▶ _Supplied text_:

↓↓↓

This is the second flashback post featuring my adventures in the early days of being an English language teacher and focuses more on the travelling side. ‘Phili Does Fuji’ was a follow up or sequel to ‘Phili Does Kili‘, which I posted online long ago. But I have never previously shared any video from my climb up Fujisan. I recycled two of the tracks used for the film of the previous mountain climb. It’s self-indulgent and, looking back, I come across as a bit of an idiot. However, for the most part, it remains a good memory, even though this particular adventure didn’t end well.
This is an unedited reproduction of the original post from 4 August 2008, with a few photos and a 13 minute edit of the film.
Fujisan was a 24 hour hike split over 2 days. ‘San’, just as in Korean, simply means ‘mountain’. The highest point in Japan is the weather radar station at the summit (3766m). It is attempted by around 200,000 people every year, 10 times that of Kilimanjaro, in Tanzania. Here are some more differences:
You don’t need porters or a guide to help you climb Fujisan as the routes are clearly laid out all the way. There is no fee to pay to climb Fujisan, whereas you pay a hefty charge just to enter Kilimanjaro National Park. Kilimanjaro has an age restriction of 10 years, whereas Fujisan has no age restriction and is regularly tackled by young children and grandparents. Kilimanjaro is made up of several types of terrain, including lush rainforest, heather, moorland and glacial. Fujisan is mostly rock and shingle, with some grass at the lower levels.
However, there are plenty of similarities, including:
Both mountains are dormant volcanoes and stand alone. Fujisan is a picture perfect postcard volcanic cone. It last erupted in 1707 and is low on the list of those volcanoes likely to erupt again. Both have a number of different routes to the summit. Kili has ‘camps’, while ‘camping’ is not allowed on Fujisan – it has ‘huts’ or stations instead, which include lodgings, which you can reserve in advance for around 6,000 yen. For a lot of the time Fujisan is covered in thick cloud so you can’t see it. I found the same when I arrived at Moshi. I saw the summit of Kili on the following morning, but I never saw Fujisan’s summit before I attempted to climb it. Fuji is “notoriously shy”. Both are usually covered by snow (ice), although Fujisan loses most of its snow during the summer months. Both are used by their respective countries as national, cultural, symbolic landmarks, representations of each country. The back of 1,000 yen note shows a view of Fujisan from Motosu-ku.

↑↑↑

▶ _Set task 1_:
In the Fujisan post, roughly how many people attempt to climb the mountain every year?
▶ _Set task 2_:
Please carry the Fujisan post forward, starting right after its last sentence.
These rows have no connection to the Fujisan post.

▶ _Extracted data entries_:
↓↓↓

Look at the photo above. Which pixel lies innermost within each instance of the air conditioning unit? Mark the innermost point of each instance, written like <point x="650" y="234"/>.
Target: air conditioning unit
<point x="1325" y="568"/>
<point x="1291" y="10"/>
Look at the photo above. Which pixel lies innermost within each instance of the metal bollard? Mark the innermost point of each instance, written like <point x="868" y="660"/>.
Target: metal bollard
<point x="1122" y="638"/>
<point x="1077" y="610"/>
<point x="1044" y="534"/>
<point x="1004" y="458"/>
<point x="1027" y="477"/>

↑↑↑
↓↓↓

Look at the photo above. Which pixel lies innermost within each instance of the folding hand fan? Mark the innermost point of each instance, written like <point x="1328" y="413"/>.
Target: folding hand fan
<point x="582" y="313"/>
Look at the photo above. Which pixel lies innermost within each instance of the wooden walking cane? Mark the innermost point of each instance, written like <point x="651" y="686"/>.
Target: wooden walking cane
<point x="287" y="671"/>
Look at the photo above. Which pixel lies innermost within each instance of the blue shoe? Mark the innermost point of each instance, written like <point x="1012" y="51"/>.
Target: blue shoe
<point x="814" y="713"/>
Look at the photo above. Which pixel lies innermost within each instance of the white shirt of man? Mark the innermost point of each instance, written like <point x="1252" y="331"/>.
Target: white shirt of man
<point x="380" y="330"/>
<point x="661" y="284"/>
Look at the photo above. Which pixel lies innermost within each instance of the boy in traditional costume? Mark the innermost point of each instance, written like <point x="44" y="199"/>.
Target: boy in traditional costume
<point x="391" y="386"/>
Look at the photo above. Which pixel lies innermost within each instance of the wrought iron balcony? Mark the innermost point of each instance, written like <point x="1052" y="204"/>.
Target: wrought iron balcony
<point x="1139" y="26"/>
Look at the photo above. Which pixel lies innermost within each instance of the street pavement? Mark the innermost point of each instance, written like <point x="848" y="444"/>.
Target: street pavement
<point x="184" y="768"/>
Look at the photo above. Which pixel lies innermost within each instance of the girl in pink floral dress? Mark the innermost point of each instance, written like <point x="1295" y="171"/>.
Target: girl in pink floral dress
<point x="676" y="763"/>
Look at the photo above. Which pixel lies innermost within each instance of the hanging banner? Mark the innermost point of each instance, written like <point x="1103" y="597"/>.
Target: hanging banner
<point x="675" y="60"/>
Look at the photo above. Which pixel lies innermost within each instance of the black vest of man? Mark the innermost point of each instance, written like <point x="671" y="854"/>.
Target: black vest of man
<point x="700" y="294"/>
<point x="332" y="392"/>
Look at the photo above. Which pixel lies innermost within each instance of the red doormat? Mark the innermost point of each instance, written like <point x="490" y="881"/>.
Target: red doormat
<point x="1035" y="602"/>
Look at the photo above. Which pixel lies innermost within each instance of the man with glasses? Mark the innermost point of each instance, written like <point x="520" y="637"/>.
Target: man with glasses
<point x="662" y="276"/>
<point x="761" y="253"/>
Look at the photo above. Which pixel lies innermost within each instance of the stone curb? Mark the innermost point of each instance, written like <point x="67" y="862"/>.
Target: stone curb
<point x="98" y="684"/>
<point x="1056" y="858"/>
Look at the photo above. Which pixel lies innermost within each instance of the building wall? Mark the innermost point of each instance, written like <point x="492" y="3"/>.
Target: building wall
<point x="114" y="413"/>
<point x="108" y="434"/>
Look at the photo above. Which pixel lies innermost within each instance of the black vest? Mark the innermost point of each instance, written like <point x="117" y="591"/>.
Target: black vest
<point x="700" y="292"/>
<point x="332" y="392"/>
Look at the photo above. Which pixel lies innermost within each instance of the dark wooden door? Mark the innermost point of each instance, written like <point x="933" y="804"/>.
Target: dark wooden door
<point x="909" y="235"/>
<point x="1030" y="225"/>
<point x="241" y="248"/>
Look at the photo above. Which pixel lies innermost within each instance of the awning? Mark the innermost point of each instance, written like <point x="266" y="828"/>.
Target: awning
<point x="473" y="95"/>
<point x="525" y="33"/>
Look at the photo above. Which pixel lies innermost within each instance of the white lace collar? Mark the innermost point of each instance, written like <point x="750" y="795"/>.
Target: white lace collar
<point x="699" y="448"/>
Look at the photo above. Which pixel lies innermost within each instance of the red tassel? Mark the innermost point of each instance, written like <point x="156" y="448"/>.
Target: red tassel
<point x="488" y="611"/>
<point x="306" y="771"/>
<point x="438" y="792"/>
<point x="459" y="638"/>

↑↑↑
↓↓↓

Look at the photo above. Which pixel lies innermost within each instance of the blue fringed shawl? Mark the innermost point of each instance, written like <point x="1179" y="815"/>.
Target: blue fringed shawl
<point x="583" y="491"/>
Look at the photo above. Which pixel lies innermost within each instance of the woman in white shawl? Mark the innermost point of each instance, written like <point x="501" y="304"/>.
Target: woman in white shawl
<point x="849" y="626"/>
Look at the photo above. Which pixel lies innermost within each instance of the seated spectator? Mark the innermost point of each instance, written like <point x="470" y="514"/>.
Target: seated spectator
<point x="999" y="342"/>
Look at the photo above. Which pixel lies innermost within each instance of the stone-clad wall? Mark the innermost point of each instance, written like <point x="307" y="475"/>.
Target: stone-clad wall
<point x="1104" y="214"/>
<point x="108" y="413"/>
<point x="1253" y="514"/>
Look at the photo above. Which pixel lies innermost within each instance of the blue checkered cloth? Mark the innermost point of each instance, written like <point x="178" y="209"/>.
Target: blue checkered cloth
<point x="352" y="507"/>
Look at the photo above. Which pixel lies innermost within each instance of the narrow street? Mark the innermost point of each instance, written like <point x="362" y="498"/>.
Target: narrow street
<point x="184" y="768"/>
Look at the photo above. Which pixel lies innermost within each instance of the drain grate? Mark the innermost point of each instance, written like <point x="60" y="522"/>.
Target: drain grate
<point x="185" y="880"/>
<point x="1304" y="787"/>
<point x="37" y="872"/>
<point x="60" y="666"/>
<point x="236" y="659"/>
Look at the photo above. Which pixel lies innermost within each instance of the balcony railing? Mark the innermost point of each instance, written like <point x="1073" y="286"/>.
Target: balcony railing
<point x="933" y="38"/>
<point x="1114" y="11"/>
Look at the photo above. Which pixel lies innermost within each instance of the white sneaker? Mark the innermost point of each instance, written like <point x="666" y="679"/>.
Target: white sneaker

↑↑↑

▶ _Exercise result 1_:
Around 200,000 people.

▶ _Exercise result 2_:
After Thursday’s aborted attempt to get a bus to the 5th station, I thought I would try my luck at Mishima, just along the Shinkansen line from Shin-fuji. I woke at 6.30am, having had a solid 8 hours sleep. I left the Onsen around 7.30am and walked the relatively short distance to Fujinomiya Railway Station. Not entirely sure which way it was, I spotted a bus going in that direction. I waited for another, but it never came. I eventually found the station, via Wakayuma Pond and the Sergertaisha Shrine, a starting point for pilgrims in previous times, for climbing Fujisan. From Fujinomiya it was one stop to Fuji station. But i needed to get to Mishima. Instead of walking or getting a bus to Shin-Fuji and then travel one stop on the Shinkansen, I saved money and energy by jumping on a JR train to Shizuoka and back to Mishima, around 9 stops and taking an hour longer. I had a JR Rail Pass so I was determined to make damn good use of it.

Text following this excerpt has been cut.